[Collected data entries]

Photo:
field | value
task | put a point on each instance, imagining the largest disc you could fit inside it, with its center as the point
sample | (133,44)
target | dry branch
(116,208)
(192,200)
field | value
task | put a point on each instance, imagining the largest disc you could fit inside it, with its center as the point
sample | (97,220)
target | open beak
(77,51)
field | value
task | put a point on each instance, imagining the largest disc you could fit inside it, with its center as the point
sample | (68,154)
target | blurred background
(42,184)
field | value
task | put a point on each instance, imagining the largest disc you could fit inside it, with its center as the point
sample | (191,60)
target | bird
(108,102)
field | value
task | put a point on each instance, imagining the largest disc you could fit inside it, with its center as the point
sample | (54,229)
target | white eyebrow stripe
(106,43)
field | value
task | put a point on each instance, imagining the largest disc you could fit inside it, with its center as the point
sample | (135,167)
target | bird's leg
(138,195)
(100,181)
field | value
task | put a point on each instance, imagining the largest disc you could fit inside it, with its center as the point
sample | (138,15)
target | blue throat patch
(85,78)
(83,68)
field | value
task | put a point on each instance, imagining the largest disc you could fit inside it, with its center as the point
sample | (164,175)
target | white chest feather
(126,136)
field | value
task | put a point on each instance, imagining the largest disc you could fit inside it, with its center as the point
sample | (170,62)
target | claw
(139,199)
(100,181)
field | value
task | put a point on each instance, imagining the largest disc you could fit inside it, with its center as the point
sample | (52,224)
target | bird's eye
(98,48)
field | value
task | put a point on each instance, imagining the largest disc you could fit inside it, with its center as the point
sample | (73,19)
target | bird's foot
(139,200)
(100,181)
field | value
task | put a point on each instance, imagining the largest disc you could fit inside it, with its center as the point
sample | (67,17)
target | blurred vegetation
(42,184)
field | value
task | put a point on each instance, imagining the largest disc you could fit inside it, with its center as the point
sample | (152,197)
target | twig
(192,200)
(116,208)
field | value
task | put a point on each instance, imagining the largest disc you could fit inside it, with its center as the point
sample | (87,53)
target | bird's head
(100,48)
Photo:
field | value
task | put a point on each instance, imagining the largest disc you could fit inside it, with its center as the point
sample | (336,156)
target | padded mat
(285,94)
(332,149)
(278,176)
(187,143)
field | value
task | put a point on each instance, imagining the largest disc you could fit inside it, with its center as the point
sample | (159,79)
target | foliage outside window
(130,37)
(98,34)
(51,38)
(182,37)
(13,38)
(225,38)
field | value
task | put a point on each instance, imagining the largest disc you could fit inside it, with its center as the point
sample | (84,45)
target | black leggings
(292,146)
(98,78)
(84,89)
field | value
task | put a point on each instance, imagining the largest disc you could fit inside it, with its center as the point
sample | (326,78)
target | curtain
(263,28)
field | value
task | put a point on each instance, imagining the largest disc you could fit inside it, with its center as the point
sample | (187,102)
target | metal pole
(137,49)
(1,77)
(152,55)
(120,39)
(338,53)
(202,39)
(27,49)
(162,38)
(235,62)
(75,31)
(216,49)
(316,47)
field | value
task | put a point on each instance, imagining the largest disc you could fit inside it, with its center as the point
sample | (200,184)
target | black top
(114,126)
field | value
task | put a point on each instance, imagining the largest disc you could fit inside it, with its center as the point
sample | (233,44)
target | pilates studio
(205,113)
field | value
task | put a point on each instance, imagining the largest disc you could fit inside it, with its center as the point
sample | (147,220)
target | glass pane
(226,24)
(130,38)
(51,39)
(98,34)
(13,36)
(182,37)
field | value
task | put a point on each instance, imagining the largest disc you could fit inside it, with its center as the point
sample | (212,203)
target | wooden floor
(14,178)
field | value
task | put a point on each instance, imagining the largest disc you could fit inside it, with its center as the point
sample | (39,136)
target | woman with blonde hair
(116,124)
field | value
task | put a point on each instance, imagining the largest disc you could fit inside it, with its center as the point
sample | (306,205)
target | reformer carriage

* WHAT THE TASK ASKS
Could you write out all of the entries precisely as they stand?

* RESULT OF THE TASK
Photo:
field | value
task | put a point on each instance, imagining the largest disc you could fit inside it, with its center as the point
sample | (133,44)
target | dry branch
(116,208)
(192,200)
field | value
task | put a point on each instance, imagining the largest disc you could fit inside it, with its center as the point
sample | (97,220)
target | open beak
(77,51)
field | value
task | put a point on each instance, imagining the largest disc you could fit inside it, with its center as the point
sample | (68,154)
target | blurred background
(42,184)
field | value
task | put a point on each instance, imagining the largest disc you could fit inside it, with its center as the point
sample | (191,60)
target | bird
(108,102)
field | value
task | put a point on each instance, imagining the largest disc you could fit inside it, with its center as the point
sample | (54,229)
target | white eyebrow stripe
(106,43)
field | value
task | put a point on each instance, imagining the largest disc you could fit inside it, with its center as the point
sample | (135,167)
target | bird's leg
(138,195)
(100,181)
field | value
task | put a point on each instance, imagining the largest disc you could fit inside it, with its center as the point
sample | (138,15)
target | blue throat patch
(85,78)
(83,68)
field | value
task | put a point on each instance, imagining the largest disc you could fit inside it, with its center as the point
sample | (164,175)
target | white chest feather
(126,136)
field | value
task | put a point on each instance, imagining the largest disc you could fit inside it, with its center as the point
sample | (170,62)
target | claw
(139,199)
(100,181)
field | value
task | put a point on each instance, imagining the largest disc you could fit inside it, with its center as the point
sample | (52,224)
target | bird's eye
(98,48)
field | value
task | put a point on each instance, imagining the largest disc you could fit inside it, with its center as the point
sample | (73,19)
target | bird's foot
(139,200)
(100,181)
field | value
task | put a point on each instance, imagining the largest disc you could fit inside it, with its center as the point
sample | (67,17)
target | blurred vegetation
(42,184)
field | value
task | put a point on each instance, imagining the largest disc you could fit inside it, with its center as the point
sample | (152,197)
target | twig
(192,200)
(116,208)
field | value
task | put a point on each instance, imagining the largest disc you could fit inside it, with its center as the point
sample | (87,53)
target | bird's head
(100,48)
Photo:
field | value
task | put a point on each instance, imagining the largest disc you could fit inside it, with its center as the point
sample | (336,156)
target | padded mat
(285,94)
(332,149)
(278,176)
(187,143)
field | value
task | put a point on each instance, imagining the largest disc you could fit inside it, with its center as the point
sample | (159,79)
target | foliage outside window
(130,37)
(98,34)
(51,38)
(182,37)
(13,38)
(225,38)
field | value
task | put a point on each instance, imagining the largest disc you could fit inside it, with its center as the point
sample | (84,45)
target | black leggings
(292,146)
(98,78)
(84,89)
field | value
task | put a point on each instance, imagining the largest disc you could fit inside it, with its center as the point
sample | (326,78)
target | curtain
(263,28)
field | value
task | put a point on each instance, imagining the largest disc you could fit inside it, with its center as the point
sample | (187,102)
target | metal pole
(137,49)
(1,77)
(152,55)
(120,39)
(338,53)
(202,39)
(27,49)
(162,38)
(235,62)
(75,31)
(216,49)
(316,47)
field | value
task | put a point on each instance, imagining the largest disc you could fit inside it, with its center as the point
sample | (200,184)
target | black top
(114,126)
field | value
task | put a point on each instance, imagining the largest disc you could fit inside it, with its center as the point
sample | (233,44)
target | pilates studio
(205,113)
field | value
task | put a point on each instance, imagining the largest disc you could fit inside it, with its center as the point
sample | (147,220)
target | glass pane
(226,24)
(130,38)
(51,39)
(98,34)
(13,36)
(182,37)
field | value
task | put a point on each instance, imagining the largest disc you could fit inside it, with its center as the point
sample | (212,203)
target | wooden floor
(14,178)
field | value
task | put a point on each instance, imagining the largest disc you could fit inside it, with its center as the point
sample | (39,136)
target | woman with blonde hair
(116,124)
field | value
task | put a point on each instance, imagining the largest disc you could fit inside it, with its center as the point
sample | (306,205)
target | reformer carriage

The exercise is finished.